#### [Records from a data source]
=======

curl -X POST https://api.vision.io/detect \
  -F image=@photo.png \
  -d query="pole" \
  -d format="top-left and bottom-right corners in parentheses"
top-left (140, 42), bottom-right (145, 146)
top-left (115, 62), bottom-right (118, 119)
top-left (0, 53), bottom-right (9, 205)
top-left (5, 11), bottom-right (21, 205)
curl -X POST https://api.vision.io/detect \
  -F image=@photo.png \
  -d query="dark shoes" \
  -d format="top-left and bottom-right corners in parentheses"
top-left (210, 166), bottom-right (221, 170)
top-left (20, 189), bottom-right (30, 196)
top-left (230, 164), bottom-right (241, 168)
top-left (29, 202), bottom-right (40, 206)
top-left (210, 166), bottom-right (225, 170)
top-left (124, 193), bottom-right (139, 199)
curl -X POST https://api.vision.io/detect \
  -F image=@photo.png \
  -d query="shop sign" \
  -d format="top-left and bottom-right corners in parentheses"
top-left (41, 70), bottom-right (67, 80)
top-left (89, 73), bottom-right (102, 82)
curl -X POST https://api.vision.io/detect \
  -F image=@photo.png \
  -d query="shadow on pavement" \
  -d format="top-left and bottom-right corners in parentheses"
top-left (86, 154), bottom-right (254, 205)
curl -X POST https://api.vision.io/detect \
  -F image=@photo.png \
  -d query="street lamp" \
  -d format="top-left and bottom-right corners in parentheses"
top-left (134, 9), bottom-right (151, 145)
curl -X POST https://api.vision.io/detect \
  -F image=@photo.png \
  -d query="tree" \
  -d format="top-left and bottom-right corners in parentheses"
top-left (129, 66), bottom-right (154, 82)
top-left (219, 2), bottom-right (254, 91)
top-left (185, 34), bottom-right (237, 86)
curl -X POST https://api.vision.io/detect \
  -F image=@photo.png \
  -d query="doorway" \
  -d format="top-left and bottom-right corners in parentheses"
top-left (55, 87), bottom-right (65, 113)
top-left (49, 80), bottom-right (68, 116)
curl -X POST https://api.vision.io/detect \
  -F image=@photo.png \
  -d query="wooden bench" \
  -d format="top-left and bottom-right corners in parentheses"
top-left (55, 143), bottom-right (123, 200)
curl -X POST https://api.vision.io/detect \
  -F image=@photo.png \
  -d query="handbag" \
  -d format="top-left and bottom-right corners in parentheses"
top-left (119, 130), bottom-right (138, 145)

=======

#### [WORK INSTRUCTION]
Please copy out every line shown above, exactly.

#### [EXPECTED OUTPUT]
curl -X POST https://api.vision.io/detect \
  -F image=@photo.png \
  -d query="pole" \
  -d format="top-left and bottom-right corners in parentheses"
top-left (140, 42), bottom-right (145, 146)
top-left (115, 62), bottom-right (118, 119)
top-left (0, 53), bottom-right (9, 205)
top-left (5, 11), bottom-right (21, 205)
curl -X POST https://api.vision.io/detect \
  -F image=@photo.png \
  -d query="dark shoes" \
  -d format="top-left and bottom-right corners in parentheses"
top-left (210, 166), bottom-right (221, 170)
top-left (20, 189), bottom-right (30, 196)
top-left (230, 164), bottom-right (241, 168)
top-left (29, 202), bottom-right (40, 206)
top-left (210, 166), bottom-right (225, 170)
top-left (124, 193), bottom-right (139, 199)
curl -X POST https://api.vision.io/detect \
  -F image=@photo.png \
  -d query="shop sign" \
  -d format="top-left and bottom-right corners in parentheses"
top-left (41, 70), bottom-right (67, 80)
top-left (89, 73), bottom-right (102, 82)
curl -X POST https://api.vision.io/detect \
  -F image=@photo.png \
  -d query="shadow on pavement" \
  -d format="top-left and bottom-right corners in parentheses"
top-left (86, 154), bottom-right (254, 205)
curl -X POST https://api.vision.io/detect \
  -F image=@photo.png \
  -d query="street lamp" \
  -d format="top-left and bottom-right corners in parentheses"
top-left (134, 9), bottom-right (151, 145)
curl -X POST https://api.vision.io/detect \
  -F image=@photo.png \
  -d query="tree" \
  -d format="top-left and bottom-right corners in parentheses"
top-left (129, 66), bottom-right (154, 82)
top-left (219, 2), bottom-right (254, 91)
top-left (185, 34), bottom-right (237, 86)
curl -X POST https://api.vision.io/detect \
  -F image=@photo.png \
  -d query="doorway" \
  -d format="top-left and bottom-right corners in parentheses"
top-left (55, 87), bottom-right (65, 113)
top-left (49, 80), bottom-right (68, 116)
curl -X POST https://api.vision.io/detect \
  -F image=@photo.png \
  -d query="wooden bench" \
  -d format="top-left and bottom-right corners in parentheses"
top-left (55, 143), bottom-right (123, 200)
curl -X POST https://api.vision.io/detect \
  -F image=@photo.png \
  -d query="handbag" \
  -d format="top-left and bottom-right corners in parentheses"
top-left (119, 130), bottom-right (138, 145)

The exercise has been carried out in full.